* [WRITTEN TASK A]
Format the lines of the listing as a numbered list, starting at the line containing "Where can the white" and ending at the line containing "<point>150,135</point>", with both ends included and blank lines left out.

* [SELECTED PASSAGE]
In 2018, Lamar defended funding for the project after it was temporarily axed from the legislative spending bill and a reporter asked about it being the road on which he lives. He said it’s a main thoroughfare that badly needed safety improvements and at least two people had been killed on it. Records show there were two traffic deaths on Country Club Road – one in 2004 and one in 2016.

Lamar said at the time, “I don’t apologize for working to help my people. That is my job.”

In 2022, Lamar helped create the Tate County Erosion Control and Repair Fund with state legislation. To date, the country club golf course area work is the only project that has been completed through the fund.

Lamar said there is nothing untoward about him buying property related to the Country Club Road project or the city takeover of the neighborhood water system after helping fund them with state dollars. 

JT Delta Company LLC bought the 4.5 acres on the north of what was to become the new roundabout on the road after the state funding was approved. Lamar said, “My wife owns that LLC … and it’s a real estate company.” But state records show Trey Lamar as the only officer and registered agent of the LLC, and it appears he handled the paperwork for the purchase.

“That’s a private transaction,” Lamar said. “It had nothing to do with the county, so it’s like any other sale or purchase of real estate between two private entities … That project was already decided on when that purchase was made. I don’t design roundabouts or design intersections. So that’s something that would have been done by the county and the county’s engineer.”

Lamar said that after the city of Senatobia bought the small New Image water system serving the country club neighborhood, it hooked the area up to the city system and didn’t need the small strip of property the small system owned adjacent to Lamar’s backyard.

* [WRITTEN TASK B]
Answer these questions from the passage about Lamar and the Country Club Road project.
(i) In which years did the two traffic deaths on Country Club Road occur?
(ii) What fund did Lamar help create with state legislation in 2022?
(iii) How many acres did JT Delta Company LLC buy?

* [EXCERPTED RECORDS]
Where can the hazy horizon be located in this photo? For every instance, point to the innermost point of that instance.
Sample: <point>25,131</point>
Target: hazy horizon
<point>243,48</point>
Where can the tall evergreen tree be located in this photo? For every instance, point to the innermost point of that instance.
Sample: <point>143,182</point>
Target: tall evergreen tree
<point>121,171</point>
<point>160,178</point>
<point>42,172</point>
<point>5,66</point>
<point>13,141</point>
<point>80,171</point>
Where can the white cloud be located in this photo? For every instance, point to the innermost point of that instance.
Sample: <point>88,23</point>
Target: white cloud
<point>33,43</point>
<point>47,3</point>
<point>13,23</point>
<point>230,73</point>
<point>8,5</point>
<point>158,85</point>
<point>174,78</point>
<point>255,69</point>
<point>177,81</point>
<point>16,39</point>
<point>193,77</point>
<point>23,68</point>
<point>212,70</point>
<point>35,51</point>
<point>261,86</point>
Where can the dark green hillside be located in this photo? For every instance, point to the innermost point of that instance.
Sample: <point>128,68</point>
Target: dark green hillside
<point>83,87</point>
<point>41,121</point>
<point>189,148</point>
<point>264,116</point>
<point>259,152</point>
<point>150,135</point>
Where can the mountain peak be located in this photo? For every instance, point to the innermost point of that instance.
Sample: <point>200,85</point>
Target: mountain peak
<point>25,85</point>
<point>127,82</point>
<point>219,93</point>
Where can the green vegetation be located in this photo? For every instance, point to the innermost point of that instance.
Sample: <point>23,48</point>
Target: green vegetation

* [ANSWER A]
1. Where can the white cloud be located in this photo? For every instance, point to the innermost point of that instance.
2. Sample: <point>88,23</point>
3. Target: white cloud
4. <point>33,43</point>
5. <point>47,3</point>
6. <point>13,23</point>
7. <point>230,73</point>
8. <point>8,5</point>
9. <point>158,85</point>
10. <point>174,78</point>
11. <point>255,69</point>
12. <point>177,81</point>
13. <point>16,39</point>
14. <point>193,77</point>
15. <point>23,68</point>
16. <point>212,70</point>
17. <point>35,51</point>
18. <point>261,86</point>
19. Where can the dark green hillside be located in this photo? For every instance, point to the innermost point of that instance.
20. Sample: <point>128,68</point>
21. Target: dark green hillside
22. <point>83,87</point>
23. <point>41,121</point>
24. <point>189,148</point>
25. <point>264,116</point>
26. <point>259,152</point>
27. <point>150,135</point>

* [ANSWER B]
(i) 2004 and 2016
(ii) The Tate County Erosion Control and Repair Fund
(iii) 4.5 acres